◆ SET TASKS
(A) In the review of the 1937 New Zealand cricket tour, rewrite the paragraph that begins "It would be mere pretence" in shorter form, keeping its main facts.
(B) Quote the passage from the review of the 1937 New Zealand cricket tour that begins at the words "It would be" and stops after "of the team.".

◆ PAGE EXCERPT
# # #

It would be mere pretence to state that the New Zealand cricketers who visited England in 1937 fulfilled expectations. The team certainly had a better playing record than that of the 1931 side, which won only six of 32 first-class matches, but for representatives of a Dominion which, for the first time, had been allotted three Test matches here against the full strength of England, the standard of play in many matches was, frankly, disappointing. There were, however, contributory causes and, bearing in mind the brave showing put up by New Zealand in each of the representative games, one need not dwell too much upon actual results. Nevertheless, it was difficult to form a close estimate of the real value and strength of the team.
Nothing pleased the players more than their success in holding England to a draw both at Lord's and at the Oval. As regards the second Test at Old Trafford, everyone who saw it must agree that at one point New Zealand possessed an excellent chance of winning. Had catches been taken when England, with seven second innings wickets down, were only 152 ahead, New Zealand might easily have sprung a surprise, but Brown was missed four times and a glorious opportunity was allowed to slip.

# # #

◆ AVAILABLE DATA
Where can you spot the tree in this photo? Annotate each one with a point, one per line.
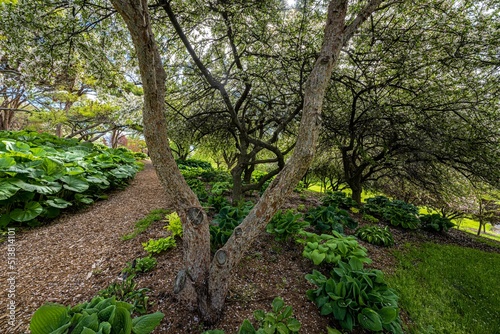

# # #

◆ ANSWERS TO EACH TASK
(A) The New Zealand team that toured England in 1937 did not meet expectations. Its record was better than the 1931 side's, which won only six of 32 first-class matches. However, the standard of play in many matches was disappointing for a Dominion granted three Tests against England's full strength for the first time. There were contributing causes, and the team put up a brave showing in each representative game, so results need not be dwelt on. Still, the team's real strength was hard to judge.

(B)
It would be mere pretence to state that the New Zealand cricketers who visited England in 1937 fulfilled expectations. The team certainly had a better playing record than that of the 1931 side, which won only six of 32 first-class matches, but for representatives of a Dominion which, for the first time, had been allotted three Test matches here against the full strength of England, the standard of play in many matches was, frankly, disappointing. There were, however, contributory causes and, bearing in mind the brave showing put up by New Zealand in each of the representative games, one need not dwell too much upon actual results. Nevertheless, it was difficult to form a close estimate of the real value and strength of the team.